Beginning at the line that contains "of the landscape", transcribe the remaining lines of the listing exactly; include the final line and omit everything before.

___ Excerpted data

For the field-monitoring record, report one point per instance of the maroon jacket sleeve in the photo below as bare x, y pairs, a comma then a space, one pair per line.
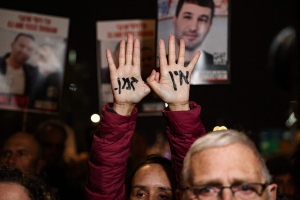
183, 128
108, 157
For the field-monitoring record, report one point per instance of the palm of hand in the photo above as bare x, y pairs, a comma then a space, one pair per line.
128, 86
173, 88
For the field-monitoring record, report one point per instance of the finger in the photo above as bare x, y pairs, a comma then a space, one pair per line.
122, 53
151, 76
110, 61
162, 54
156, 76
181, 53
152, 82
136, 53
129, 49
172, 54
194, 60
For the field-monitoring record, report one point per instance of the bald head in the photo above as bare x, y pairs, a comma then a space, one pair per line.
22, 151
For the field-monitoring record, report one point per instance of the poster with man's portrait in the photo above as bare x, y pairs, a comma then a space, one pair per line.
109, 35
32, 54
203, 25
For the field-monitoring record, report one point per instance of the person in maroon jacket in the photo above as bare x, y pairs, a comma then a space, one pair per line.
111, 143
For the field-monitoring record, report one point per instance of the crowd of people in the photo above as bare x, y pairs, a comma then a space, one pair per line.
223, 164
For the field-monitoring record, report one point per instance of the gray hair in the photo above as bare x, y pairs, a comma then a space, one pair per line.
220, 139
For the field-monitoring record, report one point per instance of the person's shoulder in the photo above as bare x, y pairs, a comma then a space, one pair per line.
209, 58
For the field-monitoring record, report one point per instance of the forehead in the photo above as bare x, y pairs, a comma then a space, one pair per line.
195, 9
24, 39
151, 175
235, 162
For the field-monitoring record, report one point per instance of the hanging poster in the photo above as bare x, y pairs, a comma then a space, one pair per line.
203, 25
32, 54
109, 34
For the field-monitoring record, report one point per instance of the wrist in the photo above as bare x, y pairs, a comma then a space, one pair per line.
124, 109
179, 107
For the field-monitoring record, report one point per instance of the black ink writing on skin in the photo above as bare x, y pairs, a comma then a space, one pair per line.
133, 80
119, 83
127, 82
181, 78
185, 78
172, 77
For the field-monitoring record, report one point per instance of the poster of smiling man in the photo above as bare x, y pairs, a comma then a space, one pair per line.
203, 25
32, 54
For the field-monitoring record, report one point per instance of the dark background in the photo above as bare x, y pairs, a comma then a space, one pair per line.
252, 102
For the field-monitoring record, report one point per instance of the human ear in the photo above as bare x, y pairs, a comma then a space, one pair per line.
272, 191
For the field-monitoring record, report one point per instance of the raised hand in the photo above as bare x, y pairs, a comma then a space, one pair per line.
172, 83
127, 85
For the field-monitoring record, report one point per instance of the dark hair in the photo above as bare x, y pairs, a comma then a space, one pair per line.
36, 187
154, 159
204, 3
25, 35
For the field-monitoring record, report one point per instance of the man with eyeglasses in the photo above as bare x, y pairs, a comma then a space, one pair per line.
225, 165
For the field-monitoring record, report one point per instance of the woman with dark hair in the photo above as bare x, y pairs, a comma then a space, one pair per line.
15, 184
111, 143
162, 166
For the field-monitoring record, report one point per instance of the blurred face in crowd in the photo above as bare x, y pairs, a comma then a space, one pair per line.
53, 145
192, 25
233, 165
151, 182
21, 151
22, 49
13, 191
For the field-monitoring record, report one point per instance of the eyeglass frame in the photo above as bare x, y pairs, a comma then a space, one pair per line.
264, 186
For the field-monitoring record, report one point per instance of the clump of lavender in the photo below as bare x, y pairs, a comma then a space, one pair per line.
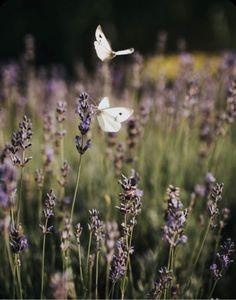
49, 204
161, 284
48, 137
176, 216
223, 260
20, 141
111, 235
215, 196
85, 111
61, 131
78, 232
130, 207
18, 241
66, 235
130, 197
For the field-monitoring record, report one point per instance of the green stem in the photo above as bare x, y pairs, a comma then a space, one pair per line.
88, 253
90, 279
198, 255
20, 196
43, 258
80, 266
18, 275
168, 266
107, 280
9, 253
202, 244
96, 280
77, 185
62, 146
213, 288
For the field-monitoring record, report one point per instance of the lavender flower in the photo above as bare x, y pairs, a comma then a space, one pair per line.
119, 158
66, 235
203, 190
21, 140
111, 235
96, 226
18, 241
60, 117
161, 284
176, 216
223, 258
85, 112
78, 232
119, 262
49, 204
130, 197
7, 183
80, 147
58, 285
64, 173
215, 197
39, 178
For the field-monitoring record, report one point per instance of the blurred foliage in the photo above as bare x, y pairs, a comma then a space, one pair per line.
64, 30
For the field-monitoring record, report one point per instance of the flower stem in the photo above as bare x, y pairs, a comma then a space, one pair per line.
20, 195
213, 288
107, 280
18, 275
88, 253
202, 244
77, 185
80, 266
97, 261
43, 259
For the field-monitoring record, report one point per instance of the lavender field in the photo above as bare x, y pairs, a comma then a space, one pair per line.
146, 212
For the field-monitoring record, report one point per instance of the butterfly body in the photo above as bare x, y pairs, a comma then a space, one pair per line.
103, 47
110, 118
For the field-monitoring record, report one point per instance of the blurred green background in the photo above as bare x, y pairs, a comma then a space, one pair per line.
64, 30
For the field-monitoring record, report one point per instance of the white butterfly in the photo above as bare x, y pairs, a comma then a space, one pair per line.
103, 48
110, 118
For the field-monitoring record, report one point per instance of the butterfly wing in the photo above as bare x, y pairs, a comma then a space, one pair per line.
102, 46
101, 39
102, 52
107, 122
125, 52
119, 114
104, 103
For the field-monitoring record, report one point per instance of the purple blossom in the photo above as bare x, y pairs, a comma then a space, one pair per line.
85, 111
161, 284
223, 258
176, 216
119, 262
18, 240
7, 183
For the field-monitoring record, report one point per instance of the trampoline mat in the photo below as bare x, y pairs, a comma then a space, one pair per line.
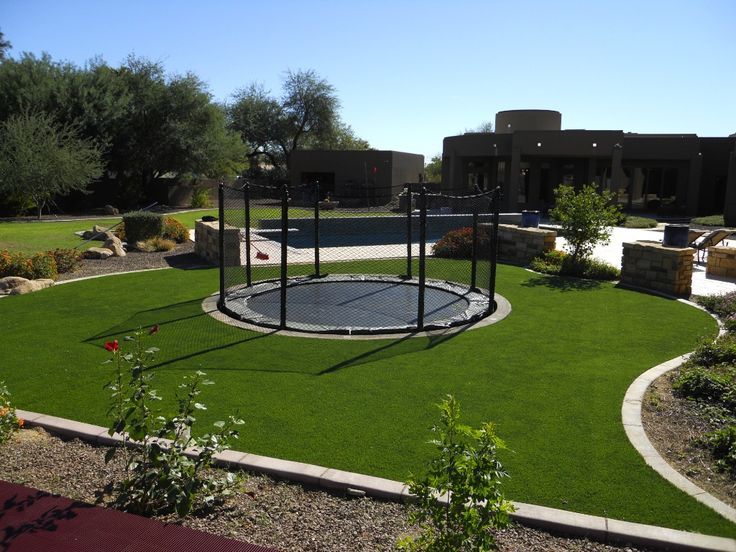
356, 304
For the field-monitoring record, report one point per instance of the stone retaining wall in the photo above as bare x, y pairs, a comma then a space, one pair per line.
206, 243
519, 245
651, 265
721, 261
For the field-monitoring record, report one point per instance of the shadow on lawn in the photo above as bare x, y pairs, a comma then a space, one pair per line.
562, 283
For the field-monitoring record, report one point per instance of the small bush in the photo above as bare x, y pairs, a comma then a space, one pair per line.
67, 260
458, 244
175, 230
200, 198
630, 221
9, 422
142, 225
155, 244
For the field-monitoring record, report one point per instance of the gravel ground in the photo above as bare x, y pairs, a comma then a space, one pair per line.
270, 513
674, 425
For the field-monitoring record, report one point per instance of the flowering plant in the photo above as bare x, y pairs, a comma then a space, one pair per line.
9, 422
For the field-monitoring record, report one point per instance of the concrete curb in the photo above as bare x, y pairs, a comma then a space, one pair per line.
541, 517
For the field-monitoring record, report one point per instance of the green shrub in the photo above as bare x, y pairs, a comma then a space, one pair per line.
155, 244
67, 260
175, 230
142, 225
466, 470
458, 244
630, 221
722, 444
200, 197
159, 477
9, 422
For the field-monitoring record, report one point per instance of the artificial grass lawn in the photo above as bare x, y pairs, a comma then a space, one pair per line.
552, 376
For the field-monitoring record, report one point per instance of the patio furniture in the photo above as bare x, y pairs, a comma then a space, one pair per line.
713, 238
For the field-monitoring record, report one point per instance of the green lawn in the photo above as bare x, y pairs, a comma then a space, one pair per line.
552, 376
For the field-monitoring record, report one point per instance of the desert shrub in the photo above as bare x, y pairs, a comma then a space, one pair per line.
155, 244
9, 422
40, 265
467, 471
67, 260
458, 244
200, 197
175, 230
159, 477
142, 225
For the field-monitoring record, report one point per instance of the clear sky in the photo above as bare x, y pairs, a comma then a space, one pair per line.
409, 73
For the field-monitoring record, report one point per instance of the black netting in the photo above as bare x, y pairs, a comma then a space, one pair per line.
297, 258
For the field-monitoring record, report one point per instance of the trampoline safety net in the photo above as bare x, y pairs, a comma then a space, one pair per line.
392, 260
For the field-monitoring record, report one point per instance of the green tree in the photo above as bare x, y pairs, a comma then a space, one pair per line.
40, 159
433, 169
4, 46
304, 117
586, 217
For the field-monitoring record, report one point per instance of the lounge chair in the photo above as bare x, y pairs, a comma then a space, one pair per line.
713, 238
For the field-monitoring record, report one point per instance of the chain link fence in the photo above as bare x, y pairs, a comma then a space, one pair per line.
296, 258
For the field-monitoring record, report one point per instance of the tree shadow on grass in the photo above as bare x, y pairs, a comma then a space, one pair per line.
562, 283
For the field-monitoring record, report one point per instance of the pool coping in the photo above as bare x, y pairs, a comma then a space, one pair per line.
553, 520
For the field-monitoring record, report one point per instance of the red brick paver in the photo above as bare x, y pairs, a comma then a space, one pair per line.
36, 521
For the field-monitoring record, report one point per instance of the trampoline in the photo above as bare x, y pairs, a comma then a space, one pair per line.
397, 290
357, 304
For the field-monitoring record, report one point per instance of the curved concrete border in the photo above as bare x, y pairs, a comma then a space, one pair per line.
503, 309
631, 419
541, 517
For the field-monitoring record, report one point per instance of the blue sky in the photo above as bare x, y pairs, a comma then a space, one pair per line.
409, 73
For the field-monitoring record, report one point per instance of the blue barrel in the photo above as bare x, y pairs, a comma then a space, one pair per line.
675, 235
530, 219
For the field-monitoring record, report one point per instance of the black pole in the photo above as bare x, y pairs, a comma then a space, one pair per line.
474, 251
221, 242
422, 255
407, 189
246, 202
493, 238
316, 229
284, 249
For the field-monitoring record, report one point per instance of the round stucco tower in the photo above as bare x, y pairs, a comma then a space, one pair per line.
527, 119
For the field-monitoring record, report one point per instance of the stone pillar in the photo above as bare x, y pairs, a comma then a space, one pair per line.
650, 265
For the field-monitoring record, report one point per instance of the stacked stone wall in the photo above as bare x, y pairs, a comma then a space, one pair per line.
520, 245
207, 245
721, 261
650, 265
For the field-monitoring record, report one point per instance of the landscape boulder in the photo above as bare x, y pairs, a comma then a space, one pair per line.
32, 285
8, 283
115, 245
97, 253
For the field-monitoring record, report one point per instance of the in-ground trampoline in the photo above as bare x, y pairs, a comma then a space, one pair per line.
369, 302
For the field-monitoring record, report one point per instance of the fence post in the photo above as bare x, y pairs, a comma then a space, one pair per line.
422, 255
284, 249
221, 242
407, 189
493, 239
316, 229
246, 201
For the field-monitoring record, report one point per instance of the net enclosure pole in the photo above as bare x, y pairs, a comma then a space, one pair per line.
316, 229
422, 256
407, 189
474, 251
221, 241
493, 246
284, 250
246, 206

______

** Exercise solution **
For the field-monitoring record, report one point per instance of the landscape boulder in the photo above as bare x, y pairs, a comma then a space, one pair per line.
32, 285
8, 283
115, 245
97, 253
For the field-monitoring record, report one point per instance of the in-ground trampoline in the photo above as bare x, y pairs, a comma then a space, one pair per line.
369, 302
For the field-monitoring record, report one point per instance of the fence post in the photo above as bare x, y pairs, a comma then a space, one pair per line.
422, 255
284, 249
221, 242
407, 189
493, 239
316, 229
246, 201
For the field-monitoring record, report one point per instance of the net enclosure pole in the photo above as bare x, y pairs, a comma then a space, one pair per line.
316, 229
422, 256
407, 189
474, 251
221, 241
493, 246
284, 250
246, 206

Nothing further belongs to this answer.